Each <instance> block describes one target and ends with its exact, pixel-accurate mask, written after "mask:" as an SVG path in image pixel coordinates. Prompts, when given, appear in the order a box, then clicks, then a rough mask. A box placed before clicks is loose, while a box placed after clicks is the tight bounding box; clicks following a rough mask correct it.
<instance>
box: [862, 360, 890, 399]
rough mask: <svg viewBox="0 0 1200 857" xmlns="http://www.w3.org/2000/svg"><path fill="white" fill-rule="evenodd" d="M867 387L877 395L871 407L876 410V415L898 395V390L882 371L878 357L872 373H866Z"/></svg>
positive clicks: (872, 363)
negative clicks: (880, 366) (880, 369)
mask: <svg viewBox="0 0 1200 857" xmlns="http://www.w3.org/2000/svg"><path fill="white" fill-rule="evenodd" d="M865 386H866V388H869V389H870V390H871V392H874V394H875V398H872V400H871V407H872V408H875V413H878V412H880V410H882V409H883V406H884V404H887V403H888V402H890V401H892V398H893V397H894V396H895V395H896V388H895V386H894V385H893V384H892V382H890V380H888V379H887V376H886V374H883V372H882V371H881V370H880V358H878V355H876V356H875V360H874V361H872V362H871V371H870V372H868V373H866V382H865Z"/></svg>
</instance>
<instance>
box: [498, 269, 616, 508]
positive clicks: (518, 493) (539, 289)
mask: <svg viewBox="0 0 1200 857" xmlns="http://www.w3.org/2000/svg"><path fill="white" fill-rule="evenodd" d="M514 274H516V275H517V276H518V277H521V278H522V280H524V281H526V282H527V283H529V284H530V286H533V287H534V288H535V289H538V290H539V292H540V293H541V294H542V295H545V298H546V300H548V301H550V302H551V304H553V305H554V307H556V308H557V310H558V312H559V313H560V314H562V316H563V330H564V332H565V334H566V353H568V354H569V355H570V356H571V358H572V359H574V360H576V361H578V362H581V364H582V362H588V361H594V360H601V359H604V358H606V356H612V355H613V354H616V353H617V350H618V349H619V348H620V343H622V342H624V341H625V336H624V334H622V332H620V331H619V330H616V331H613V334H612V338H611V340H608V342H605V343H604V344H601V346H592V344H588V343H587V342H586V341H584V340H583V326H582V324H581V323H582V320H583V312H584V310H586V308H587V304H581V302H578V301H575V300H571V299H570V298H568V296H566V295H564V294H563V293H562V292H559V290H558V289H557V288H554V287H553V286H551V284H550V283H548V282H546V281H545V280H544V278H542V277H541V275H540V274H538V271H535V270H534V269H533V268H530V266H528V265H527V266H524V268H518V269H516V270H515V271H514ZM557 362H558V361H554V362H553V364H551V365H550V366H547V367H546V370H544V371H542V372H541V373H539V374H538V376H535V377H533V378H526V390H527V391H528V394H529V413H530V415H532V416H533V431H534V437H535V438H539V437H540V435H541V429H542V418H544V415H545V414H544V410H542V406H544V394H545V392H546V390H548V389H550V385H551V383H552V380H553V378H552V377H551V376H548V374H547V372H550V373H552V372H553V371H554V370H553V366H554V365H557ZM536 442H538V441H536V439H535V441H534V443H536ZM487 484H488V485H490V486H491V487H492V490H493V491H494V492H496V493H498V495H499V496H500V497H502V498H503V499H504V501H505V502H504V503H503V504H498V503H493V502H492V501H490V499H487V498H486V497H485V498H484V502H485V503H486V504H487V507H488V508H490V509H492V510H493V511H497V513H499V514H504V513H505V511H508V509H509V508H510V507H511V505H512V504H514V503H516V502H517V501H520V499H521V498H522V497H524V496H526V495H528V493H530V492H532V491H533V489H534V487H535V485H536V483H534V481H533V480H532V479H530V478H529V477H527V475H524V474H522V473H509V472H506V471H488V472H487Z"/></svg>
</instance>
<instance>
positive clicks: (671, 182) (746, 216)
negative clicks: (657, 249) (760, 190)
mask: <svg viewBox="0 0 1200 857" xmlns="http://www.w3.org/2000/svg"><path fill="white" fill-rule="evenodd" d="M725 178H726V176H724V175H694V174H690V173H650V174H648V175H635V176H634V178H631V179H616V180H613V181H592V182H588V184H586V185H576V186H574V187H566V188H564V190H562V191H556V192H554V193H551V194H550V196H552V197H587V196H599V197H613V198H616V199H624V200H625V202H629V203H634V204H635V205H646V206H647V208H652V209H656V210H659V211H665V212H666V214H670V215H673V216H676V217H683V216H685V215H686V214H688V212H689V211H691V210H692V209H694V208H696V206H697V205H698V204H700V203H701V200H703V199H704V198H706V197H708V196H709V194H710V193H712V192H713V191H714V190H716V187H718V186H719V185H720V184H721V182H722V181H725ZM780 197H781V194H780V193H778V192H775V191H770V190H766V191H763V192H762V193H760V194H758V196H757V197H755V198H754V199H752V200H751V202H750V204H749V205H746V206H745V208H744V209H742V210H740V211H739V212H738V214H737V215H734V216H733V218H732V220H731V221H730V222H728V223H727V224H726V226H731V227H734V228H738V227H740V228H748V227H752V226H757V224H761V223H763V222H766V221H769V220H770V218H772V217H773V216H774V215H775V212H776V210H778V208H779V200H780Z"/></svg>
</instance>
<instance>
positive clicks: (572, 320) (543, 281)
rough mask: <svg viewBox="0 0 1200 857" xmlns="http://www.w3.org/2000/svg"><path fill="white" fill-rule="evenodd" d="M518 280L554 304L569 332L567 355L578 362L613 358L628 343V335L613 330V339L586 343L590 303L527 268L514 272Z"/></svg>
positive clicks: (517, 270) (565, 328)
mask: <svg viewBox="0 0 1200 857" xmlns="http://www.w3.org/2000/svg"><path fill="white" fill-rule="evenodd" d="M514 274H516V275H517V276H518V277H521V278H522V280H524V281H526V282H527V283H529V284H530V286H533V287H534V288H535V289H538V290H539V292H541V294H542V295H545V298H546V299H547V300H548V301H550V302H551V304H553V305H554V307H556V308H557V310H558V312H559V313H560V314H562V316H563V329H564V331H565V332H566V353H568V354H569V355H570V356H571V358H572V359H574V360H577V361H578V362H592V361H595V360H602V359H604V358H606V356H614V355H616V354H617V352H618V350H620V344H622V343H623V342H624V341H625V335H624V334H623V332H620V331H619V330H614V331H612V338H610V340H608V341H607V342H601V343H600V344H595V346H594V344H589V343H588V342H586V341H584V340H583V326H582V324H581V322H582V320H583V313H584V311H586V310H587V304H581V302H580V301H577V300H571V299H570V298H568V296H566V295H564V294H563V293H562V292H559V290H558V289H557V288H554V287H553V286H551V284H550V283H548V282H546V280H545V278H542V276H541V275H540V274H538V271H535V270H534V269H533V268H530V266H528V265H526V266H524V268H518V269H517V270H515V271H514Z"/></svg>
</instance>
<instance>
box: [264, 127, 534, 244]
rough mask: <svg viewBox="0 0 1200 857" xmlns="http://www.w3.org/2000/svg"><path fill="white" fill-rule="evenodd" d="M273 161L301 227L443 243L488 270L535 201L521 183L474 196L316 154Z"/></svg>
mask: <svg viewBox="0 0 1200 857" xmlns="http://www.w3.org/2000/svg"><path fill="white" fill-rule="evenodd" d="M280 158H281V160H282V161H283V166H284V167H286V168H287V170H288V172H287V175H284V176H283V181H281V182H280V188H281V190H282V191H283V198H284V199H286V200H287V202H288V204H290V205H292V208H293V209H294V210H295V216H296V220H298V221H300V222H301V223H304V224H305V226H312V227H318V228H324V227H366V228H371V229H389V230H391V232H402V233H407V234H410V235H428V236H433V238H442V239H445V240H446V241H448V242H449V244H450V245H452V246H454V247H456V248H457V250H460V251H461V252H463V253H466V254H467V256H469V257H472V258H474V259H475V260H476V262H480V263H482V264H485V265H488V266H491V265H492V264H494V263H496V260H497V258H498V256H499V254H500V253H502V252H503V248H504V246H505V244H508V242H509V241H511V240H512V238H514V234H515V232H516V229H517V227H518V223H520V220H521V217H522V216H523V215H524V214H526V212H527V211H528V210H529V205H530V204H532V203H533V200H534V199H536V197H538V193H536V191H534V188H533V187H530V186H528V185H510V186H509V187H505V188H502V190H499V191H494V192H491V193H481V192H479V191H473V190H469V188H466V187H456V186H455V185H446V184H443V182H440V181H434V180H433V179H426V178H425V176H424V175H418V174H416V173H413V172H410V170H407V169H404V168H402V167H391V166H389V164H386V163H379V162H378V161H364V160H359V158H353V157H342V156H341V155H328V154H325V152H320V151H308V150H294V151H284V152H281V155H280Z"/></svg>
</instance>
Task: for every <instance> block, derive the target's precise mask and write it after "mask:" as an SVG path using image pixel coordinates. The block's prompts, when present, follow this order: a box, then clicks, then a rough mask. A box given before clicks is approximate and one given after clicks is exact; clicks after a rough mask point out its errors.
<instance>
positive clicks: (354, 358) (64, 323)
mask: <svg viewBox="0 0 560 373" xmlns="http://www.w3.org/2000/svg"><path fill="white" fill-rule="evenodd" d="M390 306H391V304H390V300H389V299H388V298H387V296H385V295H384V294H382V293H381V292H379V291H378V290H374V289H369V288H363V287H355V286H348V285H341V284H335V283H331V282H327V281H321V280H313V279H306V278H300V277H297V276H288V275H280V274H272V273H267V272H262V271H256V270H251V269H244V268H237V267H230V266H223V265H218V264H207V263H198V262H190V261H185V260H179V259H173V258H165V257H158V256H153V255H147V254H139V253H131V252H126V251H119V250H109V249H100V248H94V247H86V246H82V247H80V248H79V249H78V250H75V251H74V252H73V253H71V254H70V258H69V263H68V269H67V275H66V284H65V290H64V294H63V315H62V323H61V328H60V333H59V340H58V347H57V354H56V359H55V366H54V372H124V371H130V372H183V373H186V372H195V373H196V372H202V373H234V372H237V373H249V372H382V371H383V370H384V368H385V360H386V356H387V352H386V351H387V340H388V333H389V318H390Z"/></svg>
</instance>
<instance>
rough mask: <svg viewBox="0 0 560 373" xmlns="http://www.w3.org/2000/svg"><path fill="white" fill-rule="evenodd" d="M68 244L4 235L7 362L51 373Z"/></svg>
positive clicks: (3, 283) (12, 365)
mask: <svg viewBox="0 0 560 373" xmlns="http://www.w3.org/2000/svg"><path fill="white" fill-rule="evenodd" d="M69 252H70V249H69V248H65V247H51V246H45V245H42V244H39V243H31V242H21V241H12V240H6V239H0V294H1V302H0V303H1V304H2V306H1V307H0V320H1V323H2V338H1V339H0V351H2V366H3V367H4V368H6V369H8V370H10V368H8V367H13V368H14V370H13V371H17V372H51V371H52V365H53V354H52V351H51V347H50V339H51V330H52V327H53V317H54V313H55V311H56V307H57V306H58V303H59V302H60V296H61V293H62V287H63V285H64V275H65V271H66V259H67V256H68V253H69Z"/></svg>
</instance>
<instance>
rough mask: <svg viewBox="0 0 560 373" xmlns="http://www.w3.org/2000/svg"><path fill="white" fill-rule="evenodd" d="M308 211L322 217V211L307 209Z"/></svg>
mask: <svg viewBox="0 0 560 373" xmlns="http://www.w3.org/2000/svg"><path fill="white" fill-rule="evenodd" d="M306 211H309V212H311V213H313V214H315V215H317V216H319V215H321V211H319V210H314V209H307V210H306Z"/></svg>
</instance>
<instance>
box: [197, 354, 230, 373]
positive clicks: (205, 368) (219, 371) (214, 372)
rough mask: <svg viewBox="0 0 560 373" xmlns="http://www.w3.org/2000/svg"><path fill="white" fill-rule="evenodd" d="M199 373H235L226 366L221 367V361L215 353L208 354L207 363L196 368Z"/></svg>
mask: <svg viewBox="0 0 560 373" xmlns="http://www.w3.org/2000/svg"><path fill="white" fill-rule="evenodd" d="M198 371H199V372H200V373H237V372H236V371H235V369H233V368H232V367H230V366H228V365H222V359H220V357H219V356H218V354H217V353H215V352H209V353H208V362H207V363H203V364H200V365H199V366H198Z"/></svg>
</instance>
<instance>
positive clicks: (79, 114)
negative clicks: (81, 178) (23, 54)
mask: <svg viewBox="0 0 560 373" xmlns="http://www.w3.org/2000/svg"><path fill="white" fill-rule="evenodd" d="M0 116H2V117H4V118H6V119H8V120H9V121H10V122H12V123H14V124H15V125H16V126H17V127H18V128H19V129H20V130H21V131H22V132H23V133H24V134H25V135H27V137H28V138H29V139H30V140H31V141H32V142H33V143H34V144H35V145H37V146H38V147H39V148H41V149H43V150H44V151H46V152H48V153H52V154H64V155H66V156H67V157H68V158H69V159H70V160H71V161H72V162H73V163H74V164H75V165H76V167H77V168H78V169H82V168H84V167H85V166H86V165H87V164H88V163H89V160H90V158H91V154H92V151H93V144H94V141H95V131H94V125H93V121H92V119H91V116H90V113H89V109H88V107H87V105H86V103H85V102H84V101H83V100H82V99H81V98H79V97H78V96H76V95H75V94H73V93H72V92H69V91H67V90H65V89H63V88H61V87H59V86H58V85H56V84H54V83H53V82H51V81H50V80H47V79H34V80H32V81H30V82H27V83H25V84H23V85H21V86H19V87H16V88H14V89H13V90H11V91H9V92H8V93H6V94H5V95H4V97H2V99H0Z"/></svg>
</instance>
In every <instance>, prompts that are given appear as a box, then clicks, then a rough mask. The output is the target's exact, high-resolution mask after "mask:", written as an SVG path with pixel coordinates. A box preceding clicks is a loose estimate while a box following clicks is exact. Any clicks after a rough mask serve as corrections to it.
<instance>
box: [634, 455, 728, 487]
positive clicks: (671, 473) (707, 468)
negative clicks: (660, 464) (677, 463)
========
- Objetivo de la tarea -
Identifica las líneas del listado anterior en las que aparece la cadena "when" y cópialas completas. Ten en cuenta las mayúsculas y minúsculas.

- Solución del ejercicio -
Each <instance> block describes one target and ends with its exact, pixel-accurate mask, written after "mask:" as an SVG path in image pixel coordinates. Prompts, when given, appear in the order a box, then clicks, then a rough mask. A box placed before clicks is loose, while a box placed after clicks is the tight bounding box; clicks following a rough mask correct it.
Task: for every <instance> block, derive the target's precise mask and write it after "mask:" as an SVG path using image pixel coordinates. The block's prompts, when present, follow this order: a box, then clicks, then a rough mask. A box given before clicks is approximate and one given after clicks is exact; clicks after a rough mask point out its errors.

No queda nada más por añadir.